> 課題 A
下にある色の保存についての文章を読んで、次の質問に答えてください。
(i) Cフィールド、Mフィールド、Yフィールド、Kフィールド、Oフィールド、及びGフィールドには、何の値が保存されますか。
(ii) Lフィールド、aフィールド、及びbフィールドでは、色をどの空間を用いた形式で表しますか。
(iii) 本実施例で、依存色情報は何を表す情報とされていますか。
> 課題 B
下にある色の保存についての文章を、最後の文のあとから書き続けてください。

======== 掲載文

Cフィールド、Mフィールド、Yフィールド、Kフィールド、Oフィールド、及びGフィールドは、C座標、M座標、Y座標、K座標、O座標、及びG座標の値を保存する。
Lフィールド、aフィールド、及びbフィールドは、同一レコードのCフィールド、Mフィールド、Yフィールド、Kフィールド、Oフィールド、及びGフィールドに保存する座標値で表される色を、L*a*b*空間を用いた形式で表した場合のL座標値、a座標値、及びb座標値を保存する。
尚、本実施例では、色再現特性情報は、画像入力装置9010に依存した基本色を表す依存色情報と、画像入力装置9010に依存した基本色を表す独立色情報との組合せを含むとする。

================
======== 提供データ

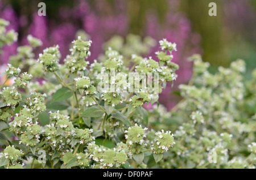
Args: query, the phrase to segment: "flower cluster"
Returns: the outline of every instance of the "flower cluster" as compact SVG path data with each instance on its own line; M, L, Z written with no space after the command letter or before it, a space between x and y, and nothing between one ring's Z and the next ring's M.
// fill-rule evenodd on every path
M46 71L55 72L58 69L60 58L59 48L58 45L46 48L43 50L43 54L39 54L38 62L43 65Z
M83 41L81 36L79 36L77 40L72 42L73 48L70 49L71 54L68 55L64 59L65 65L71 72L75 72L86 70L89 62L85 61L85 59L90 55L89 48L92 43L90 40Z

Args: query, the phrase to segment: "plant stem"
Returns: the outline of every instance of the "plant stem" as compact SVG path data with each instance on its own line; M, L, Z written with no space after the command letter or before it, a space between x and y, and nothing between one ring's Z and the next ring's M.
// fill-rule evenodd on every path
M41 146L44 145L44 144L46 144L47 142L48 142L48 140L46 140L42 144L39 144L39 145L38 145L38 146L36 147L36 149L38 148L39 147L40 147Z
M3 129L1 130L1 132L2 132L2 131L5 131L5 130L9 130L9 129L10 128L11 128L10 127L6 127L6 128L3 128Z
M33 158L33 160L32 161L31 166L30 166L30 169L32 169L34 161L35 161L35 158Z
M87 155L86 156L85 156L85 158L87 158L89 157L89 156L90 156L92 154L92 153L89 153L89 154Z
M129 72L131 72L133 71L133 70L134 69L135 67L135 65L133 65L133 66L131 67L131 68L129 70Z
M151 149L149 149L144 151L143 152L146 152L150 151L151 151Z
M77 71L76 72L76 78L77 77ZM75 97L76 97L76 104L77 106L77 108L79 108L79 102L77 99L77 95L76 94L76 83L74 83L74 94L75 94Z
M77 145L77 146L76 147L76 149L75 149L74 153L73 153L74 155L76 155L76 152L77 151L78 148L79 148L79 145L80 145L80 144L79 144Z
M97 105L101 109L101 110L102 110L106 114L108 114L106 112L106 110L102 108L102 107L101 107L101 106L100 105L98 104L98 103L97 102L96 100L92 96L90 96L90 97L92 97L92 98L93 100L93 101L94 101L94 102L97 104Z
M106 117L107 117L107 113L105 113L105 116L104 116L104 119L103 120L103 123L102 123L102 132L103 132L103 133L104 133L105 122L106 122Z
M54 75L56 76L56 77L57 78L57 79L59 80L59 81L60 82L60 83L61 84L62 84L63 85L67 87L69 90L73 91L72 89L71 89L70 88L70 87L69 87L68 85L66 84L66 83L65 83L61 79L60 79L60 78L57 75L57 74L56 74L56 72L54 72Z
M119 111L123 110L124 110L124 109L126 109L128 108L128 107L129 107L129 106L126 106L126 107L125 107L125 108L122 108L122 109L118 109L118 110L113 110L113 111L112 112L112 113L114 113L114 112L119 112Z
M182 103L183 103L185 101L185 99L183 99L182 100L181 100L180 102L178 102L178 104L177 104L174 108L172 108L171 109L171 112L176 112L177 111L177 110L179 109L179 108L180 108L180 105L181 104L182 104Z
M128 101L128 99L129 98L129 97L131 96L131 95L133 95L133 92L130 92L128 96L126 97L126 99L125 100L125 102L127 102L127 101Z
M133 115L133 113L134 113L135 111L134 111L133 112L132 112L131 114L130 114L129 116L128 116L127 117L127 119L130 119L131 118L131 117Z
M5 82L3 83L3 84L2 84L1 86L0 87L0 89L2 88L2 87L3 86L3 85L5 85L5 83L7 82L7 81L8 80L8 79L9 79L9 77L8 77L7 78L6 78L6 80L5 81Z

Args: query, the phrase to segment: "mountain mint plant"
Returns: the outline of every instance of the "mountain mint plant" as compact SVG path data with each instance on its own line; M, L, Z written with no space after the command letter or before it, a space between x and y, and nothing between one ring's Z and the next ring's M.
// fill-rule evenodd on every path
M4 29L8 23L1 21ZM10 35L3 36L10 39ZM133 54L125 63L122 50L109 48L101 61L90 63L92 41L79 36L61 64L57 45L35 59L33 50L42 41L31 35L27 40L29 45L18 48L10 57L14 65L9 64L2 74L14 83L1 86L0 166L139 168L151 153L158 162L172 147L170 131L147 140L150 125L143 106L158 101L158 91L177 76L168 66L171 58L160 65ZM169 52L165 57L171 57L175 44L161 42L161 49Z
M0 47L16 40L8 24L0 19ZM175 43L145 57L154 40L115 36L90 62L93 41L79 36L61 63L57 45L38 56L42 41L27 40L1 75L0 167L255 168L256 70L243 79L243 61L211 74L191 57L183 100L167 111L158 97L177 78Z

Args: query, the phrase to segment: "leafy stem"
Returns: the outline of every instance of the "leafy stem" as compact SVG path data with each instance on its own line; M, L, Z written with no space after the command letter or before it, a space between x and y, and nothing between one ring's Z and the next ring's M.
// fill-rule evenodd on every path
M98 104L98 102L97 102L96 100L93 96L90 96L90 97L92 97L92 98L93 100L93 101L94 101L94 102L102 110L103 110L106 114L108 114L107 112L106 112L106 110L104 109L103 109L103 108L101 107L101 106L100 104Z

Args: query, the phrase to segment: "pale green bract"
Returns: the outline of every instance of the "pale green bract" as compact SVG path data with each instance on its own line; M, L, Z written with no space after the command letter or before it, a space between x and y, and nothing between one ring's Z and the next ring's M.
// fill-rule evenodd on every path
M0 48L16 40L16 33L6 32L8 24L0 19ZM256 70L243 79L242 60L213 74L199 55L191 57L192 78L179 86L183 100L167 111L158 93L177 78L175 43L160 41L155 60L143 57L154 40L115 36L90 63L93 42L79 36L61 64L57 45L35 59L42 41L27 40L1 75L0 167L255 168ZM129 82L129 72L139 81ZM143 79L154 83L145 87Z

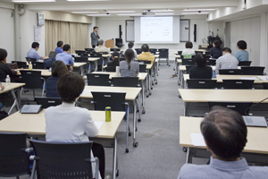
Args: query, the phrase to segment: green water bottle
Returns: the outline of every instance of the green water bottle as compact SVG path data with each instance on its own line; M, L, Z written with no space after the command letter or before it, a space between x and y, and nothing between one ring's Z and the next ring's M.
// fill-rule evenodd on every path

================

> 回答 A
(i) C座標、M座標、Y座標、K座標、O座標、及びG座標の値です。
(ii) L*a*b*空間です。
(iii) 画像入力装置9010に依存した基本色を表す情報です。

> 回答 B
つまり、表4においては、基本色であるシアン(C)を表す依存色情報(100,0,0,0,0,0)と独立色情報(53.7,-3.6,-48.8)とを関連付けた情報を含む。尚、基本色であるマゼンダ(M)、イエロー(Y)、ブラック(K)、オレンジ(O)、及びグリーン(G)については、シアン(C)の場合とほぼ同様であるので説明を省略する。
ここで図17に戻り引続き画像処理装置2000の構成について説明する。
二次記憶部2020は、AToB情報を生成するために用いるモデル(以下単に、AToBモデルという)及びBToA情報を生成するために用いるモデル(以下単に、BToAモデルという)を記憶する。尚、AToBモデル及びBToAモデルは、画像入力装置9010の入力特性(又は色再現特性)をモデル化したモデルである。
また、二次記憶部2020は、独立色情報に対して同じ色を表すとして関連付ける依存色情報を定める設定情報を記憶する。
本実施例では、画像入力装置9010はCMYKOG形式で色を表し、独立色情報はL*a*b*形式で色を表す構成を採用する。よって、6次元の依存色空間における依存色情報に対して、同じ色を表すとして関連付けられる3次元の独立色空間における独立色情報(つまり、AToB情報)は一意に定まる。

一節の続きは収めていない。